RECORDS TO PROCESS -
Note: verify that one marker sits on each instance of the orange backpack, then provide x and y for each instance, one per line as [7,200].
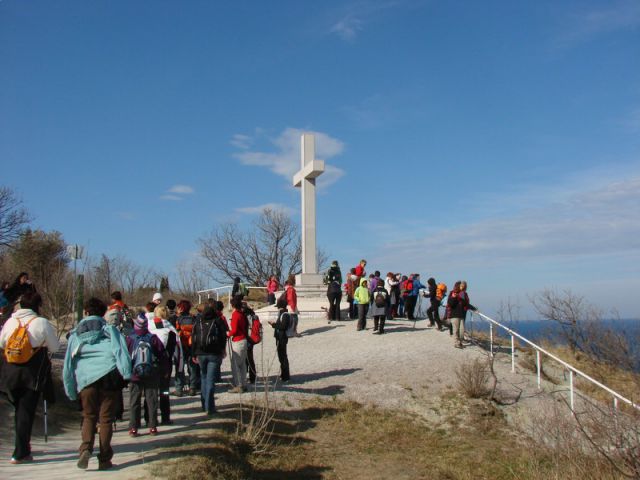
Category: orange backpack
[19,348]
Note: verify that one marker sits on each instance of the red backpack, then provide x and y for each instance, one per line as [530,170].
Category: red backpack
[255,332]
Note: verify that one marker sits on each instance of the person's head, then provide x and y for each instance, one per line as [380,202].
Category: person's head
[184,306]
[94,307]
[236,302]
[281,304]
[30,300]
[161,312]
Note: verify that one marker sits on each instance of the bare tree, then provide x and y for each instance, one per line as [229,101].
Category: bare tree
[13,217]
[271,247]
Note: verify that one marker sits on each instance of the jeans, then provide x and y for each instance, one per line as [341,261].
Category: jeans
[238,363]
[209,365]
[24,402]
[98,407]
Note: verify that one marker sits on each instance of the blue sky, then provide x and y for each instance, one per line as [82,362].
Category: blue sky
[494,141]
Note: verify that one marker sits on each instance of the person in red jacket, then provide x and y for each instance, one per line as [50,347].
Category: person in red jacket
[238,334]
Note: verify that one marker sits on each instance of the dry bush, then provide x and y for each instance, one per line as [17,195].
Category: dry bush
[473,378]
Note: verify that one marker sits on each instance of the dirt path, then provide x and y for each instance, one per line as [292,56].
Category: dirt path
[408,369]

ASSIGNMENT - If a record contains a picture, leave the picture out; repeat the record itself exactly.

RESPONSE AREA -
Note: verify that one marker sits on each instance of the orange backpack, then provide x and y for each instance, one per line as [7,200].
Category: orange backpack
[19,348]
Note: verify that one marker sits on each instance of the red backpack, then provide x and y for each instance, one per line as [530,170].
Category: red backpack
[255,332]
Note: verify that one marker sits on each instance of the person's head, then provide x and y for each instance, one per line as [380,202].
Category: person's head
[184,306]
[94,307]
[236,302]
[281,304]
[30,300]
[161,312]
Note: verify that one marker sits on each instance of the bare tree, then provide x and y for each instance, one per line as [229,101].
Category: bare tree
[13,217]
[271,247]
Note: verify that one marker sits on each instance of the jeans, then provide x and y for each instance, one per line as [341,261].
Category: jeans
[238,363]
[209,365]
[24,402]
[98,407]
Note: verify that one marker sits on each instance of the blue sky, then provide x and y for each instance, one per line as [82,362].
Category: blue sky
[494,141]
Note: verify that one marker sits on each instance of the person in red jacket, then provide x and y for each instance, one per line as [50,347].
Category: person in red jacket
[238,334]
Note: verify that one marker sits on each instance of the dry bush, then provide x and y for each instance, one per line as [17,195].
Category: dry bush
[473,378]
Note: verify that one marker sits on each instance of the dirt path, then provide x and y for each instance, one per line as [292,56].
Category: dirt path
[408,369]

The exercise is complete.